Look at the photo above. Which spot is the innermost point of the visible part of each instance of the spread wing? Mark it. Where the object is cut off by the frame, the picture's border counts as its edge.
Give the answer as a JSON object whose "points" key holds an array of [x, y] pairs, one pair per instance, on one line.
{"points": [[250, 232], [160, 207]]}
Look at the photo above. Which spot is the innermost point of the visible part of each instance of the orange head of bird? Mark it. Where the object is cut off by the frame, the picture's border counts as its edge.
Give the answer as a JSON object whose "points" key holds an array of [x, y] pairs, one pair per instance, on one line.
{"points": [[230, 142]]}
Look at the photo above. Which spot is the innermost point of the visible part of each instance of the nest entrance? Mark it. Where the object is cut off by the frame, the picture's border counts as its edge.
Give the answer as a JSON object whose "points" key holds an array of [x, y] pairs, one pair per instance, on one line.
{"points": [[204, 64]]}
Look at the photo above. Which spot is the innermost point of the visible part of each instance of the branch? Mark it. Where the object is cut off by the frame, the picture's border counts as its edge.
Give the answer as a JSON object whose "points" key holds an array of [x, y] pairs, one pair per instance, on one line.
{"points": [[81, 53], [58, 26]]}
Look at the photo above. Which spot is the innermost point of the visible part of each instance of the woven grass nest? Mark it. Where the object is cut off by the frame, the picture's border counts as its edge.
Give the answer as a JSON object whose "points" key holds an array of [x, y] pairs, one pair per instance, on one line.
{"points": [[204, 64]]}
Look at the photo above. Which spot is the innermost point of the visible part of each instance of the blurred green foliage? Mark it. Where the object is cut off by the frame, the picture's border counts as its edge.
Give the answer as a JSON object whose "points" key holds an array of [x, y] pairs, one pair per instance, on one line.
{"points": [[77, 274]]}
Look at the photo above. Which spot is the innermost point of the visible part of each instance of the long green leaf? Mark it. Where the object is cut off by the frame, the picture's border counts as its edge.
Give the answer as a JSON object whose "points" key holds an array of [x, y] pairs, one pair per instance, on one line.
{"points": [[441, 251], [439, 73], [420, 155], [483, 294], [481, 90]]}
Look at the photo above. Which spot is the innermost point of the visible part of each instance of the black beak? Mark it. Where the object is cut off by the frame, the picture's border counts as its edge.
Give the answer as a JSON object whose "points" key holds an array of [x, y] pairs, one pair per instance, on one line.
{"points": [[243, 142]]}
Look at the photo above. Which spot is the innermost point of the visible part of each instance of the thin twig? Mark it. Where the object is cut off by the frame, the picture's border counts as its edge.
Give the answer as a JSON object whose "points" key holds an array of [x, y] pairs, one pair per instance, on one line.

------------

REQUIREMENTS ▸ Rewrite the part that opens with the line containing "of the black" and runs to the end of the items, replacing "thin twig" with "dry twig" and leaving everything else as it is.

TASK ANSWER ▸
Look at the photo above. Which spot is the innermost point of the visible part of each instance of the black beak? Mark it. Where the object is cut off by the frame, the picture's border counts as its edge.
Give the answer as a JSON object whose "points" key holds an array of [x, y] pairs, one pair per instance, on one line.
{"points": [[243, 142]]}
Look at the photo above. Which spot is the innermost point of the visible part of each instance of the dry twig? Mark it. Where the object is cut off by the frame, the picture's border counts as its edge.
Give the answer as a JSON object whose "points" key holds an array of [x, y] pairs, one pair per instance, on one line.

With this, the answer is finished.